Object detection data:
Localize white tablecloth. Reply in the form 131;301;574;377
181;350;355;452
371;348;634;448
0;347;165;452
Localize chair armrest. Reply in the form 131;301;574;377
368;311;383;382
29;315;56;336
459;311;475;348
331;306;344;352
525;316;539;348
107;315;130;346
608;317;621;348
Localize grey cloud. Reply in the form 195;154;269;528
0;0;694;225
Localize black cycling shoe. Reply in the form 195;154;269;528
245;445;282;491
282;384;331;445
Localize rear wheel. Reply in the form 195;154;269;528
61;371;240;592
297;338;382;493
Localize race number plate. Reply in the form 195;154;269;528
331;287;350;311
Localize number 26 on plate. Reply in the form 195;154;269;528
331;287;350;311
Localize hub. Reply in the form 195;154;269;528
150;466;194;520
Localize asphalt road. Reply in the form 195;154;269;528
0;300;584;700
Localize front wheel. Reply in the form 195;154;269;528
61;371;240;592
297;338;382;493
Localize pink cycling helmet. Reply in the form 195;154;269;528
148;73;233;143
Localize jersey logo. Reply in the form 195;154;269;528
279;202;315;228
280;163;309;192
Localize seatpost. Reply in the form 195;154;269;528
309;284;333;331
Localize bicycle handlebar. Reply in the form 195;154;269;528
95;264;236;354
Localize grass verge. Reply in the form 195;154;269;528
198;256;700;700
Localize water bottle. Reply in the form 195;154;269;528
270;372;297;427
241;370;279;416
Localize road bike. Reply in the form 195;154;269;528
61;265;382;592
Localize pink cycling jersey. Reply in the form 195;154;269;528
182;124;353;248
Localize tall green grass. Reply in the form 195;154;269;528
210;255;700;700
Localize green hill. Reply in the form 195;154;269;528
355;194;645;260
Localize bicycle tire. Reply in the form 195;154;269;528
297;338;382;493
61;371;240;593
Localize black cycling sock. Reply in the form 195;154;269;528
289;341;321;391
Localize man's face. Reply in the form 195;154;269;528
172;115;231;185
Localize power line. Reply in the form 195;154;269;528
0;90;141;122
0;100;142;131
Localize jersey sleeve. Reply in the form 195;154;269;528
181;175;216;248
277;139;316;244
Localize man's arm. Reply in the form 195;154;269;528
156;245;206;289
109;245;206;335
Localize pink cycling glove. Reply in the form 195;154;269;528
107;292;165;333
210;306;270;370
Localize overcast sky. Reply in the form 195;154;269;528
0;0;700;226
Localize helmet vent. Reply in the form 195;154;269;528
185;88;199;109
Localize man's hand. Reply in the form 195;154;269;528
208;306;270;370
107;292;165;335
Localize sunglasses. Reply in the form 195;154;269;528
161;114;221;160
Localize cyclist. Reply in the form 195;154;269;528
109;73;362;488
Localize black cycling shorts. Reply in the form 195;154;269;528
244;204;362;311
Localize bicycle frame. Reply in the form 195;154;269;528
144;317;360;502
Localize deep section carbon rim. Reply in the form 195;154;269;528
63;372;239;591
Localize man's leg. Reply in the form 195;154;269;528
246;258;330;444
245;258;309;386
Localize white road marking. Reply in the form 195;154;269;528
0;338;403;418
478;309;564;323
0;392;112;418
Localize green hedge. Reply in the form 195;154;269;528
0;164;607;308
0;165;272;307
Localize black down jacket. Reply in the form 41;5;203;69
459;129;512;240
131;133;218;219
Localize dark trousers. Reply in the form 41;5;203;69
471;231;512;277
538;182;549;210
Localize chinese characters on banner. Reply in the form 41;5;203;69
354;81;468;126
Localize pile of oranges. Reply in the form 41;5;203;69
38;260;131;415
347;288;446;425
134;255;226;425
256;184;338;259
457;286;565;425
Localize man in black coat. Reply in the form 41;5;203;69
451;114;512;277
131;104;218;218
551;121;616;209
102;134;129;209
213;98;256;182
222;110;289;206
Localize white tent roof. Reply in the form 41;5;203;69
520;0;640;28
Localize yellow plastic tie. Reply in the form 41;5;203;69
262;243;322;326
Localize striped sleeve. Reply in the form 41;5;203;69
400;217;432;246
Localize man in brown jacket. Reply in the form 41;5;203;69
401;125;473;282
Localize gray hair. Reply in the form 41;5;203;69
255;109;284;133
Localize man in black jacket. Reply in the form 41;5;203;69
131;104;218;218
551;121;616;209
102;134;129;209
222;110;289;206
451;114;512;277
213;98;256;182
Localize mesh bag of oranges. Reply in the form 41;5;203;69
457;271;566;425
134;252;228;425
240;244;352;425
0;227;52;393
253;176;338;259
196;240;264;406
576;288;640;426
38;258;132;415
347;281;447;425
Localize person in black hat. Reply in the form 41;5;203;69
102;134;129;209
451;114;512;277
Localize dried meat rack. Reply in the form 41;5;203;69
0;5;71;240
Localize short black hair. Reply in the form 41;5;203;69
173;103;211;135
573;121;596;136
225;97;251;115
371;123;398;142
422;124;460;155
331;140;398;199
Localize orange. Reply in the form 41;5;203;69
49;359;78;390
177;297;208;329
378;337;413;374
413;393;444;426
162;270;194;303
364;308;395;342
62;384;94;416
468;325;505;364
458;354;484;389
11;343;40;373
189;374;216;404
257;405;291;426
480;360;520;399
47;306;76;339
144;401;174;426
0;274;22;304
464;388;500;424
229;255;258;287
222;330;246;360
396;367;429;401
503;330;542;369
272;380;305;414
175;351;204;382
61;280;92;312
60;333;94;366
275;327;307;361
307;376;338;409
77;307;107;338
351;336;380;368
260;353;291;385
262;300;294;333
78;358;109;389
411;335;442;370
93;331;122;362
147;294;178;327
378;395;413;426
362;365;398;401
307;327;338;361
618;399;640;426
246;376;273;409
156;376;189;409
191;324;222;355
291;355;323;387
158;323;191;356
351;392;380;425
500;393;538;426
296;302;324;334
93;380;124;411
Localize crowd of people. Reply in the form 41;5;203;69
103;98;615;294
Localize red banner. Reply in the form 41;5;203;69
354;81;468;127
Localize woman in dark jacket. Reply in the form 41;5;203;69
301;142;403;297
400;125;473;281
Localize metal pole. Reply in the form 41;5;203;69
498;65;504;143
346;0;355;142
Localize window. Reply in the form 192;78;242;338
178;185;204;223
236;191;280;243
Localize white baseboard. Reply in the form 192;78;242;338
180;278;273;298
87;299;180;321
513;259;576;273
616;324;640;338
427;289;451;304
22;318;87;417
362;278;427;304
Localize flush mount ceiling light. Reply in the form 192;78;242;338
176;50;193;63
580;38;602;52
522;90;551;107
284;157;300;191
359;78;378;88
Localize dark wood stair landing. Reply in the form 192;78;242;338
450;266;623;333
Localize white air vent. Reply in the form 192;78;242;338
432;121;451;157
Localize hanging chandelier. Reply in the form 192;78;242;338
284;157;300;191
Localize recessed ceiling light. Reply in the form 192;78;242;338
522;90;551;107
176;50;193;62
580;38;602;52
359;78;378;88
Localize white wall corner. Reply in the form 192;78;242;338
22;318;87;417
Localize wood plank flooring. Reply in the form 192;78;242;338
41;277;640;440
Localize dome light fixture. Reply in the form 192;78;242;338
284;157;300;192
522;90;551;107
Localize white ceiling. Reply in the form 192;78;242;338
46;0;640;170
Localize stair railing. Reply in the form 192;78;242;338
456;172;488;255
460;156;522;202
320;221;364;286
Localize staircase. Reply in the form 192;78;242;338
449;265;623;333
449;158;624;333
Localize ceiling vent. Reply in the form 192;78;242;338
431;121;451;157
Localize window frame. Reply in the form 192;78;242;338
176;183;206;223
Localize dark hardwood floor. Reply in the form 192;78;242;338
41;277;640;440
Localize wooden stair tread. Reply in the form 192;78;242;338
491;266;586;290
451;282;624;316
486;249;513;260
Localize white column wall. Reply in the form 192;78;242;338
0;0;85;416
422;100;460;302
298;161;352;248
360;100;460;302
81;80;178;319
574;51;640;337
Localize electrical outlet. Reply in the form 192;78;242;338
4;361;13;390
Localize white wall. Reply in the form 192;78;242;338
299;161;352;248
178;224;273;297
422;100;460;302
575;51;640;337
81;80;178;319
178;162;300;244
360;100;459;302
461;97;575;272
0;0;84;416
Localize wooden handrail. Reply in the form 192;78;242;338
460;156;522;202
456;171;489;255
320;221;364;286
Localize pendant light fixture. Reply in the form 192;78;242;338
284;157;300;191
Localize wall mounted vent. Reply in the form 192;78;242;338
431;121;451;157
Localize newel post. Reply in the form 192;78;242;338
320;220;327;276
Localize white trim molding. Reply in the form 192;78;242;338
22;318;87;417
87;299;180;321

SHORT EXERCISE:
Format the lines of the data above as a JSON list of strings, one string per line and no blank lines, starting at the line that contains "Localize staircase. Reply" and ending at the end of the data.

TASK ANSWER:
[
  "Localize staircase. Reply in the form 192;78;242;338",
  "449;265;623;333",
  "449;158;624;333",
  "Localize ceiling vent. Reply in the form 192;78;242;338",
  "431;121;451;157",
  "Localize window frame. Reply in the form 192;78;242;338",
  "176;183;206;223",
  "Localize dark hardwood floor. Reply in the form 192;78;242;338",
  "41;277;640;440",
  "Localize wooden stair tread. Reply in the form 192;78;242;338",
  "491;266;586;290",
  "451;282;624;316",
  "486;249;513;260",
  "Localize white column wall. Reply in the form 192;78;242;338",
  "0;0;85;416",
  "422;100;460;302",
  "298;161;352;248",
  "360;100;460;302",
  "81;80;178;319",
  "574;51;640;337",
  "Localize electrical outlet. Reply in the form 192;78;242;338",
  "4;361;13;390",
  "Localize white wall. Reply in the form 192;78;242;338",
  "299;161;352;248",
  "178;224;273;297",
  "422;100;460;302",
  "575;51;640;337",
  "81;80;178;319",
  "178;162;300;244",
  "360;100;459;302",
  "461;97;575;272",
  "0;0;84;416",
  "Localize wooden handrail. Reply in the form 192;78;242;338",
  "460;156;522;202",
  "456;171;489;255",
  "320;221;364;286",
  "Localize pendant light fixture. Reply in the form 192;78;242;338",
  "284;157;300;191",
  "Localize wall mounted vent. Reply in the form 192;78;242;338",
  "431;121;451;157",
  "Localize newel post. Reply in the form 192;78;242;338",
  "320;220;327;276",
  "Localize white trim molding. Reply in the form 192;78;242;338",
  "22;318;87;417",
  "87;299;180;321"
]